## WHAT YOU SHOULD DO
Search the records below for the word "Please" and show every line where it occurs.

## EXERCISE DATA
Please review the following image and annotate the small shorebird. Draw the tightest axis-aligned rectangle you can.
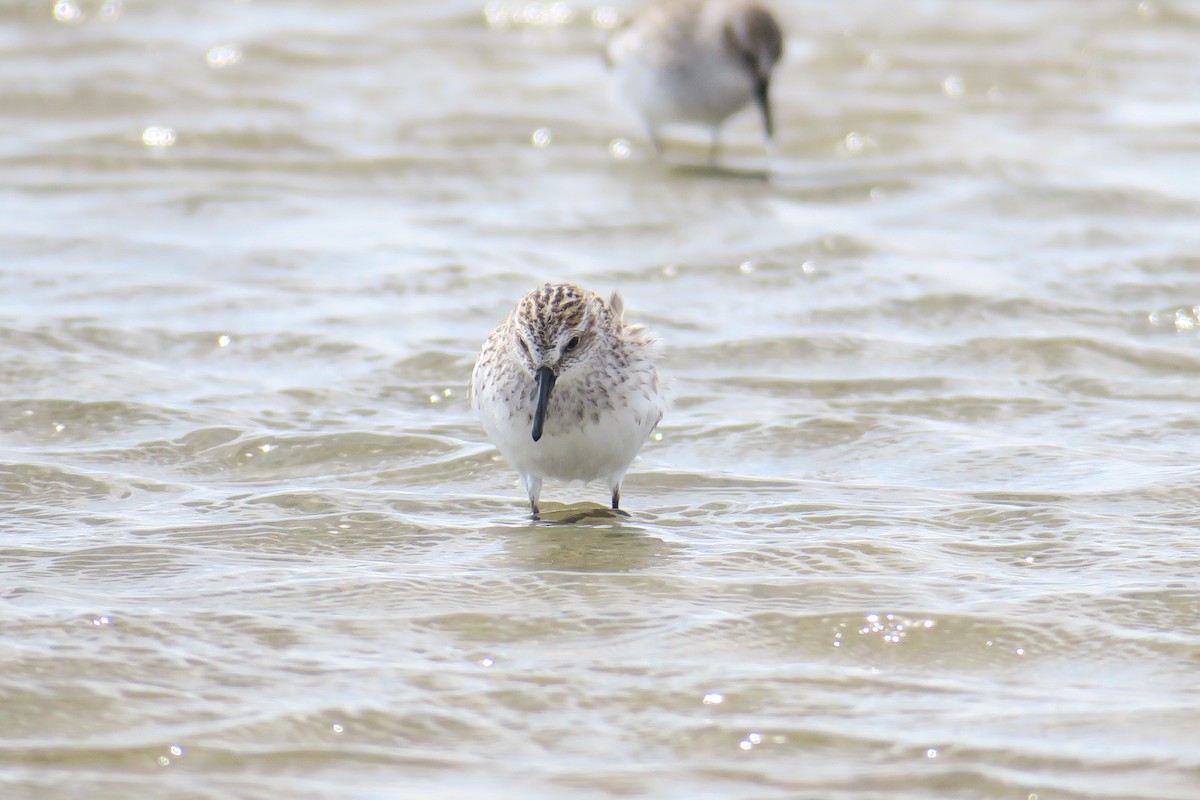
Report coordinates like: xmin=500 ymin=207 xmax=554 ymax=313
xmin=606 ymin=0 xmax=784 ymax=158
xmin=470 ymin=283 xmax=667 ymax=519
---
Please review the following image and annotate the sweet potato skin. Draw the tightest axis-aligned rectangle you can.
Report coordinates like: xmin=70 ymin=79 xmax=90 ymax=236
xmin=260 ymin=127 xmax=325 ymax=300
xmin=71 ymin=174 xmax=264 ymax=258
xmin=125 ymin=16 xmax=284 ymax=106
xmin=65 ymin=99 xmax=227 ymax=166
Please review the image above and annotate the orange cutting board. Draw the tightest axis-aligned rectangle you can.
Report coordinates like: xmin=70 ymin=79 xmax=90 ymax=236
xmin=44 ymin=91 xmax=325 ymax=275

## RESULT
Please review the following image and annotate the small shorebird. Draw the tightest axis-aligned rectangle you can.
Please review the following image and annotate the sweet potato skin. Draw the tightest axis-aligned rectangle you can.
Please review the image above and annotate the orange cutting board. Draw the tightest axis-aligned rectangle you can.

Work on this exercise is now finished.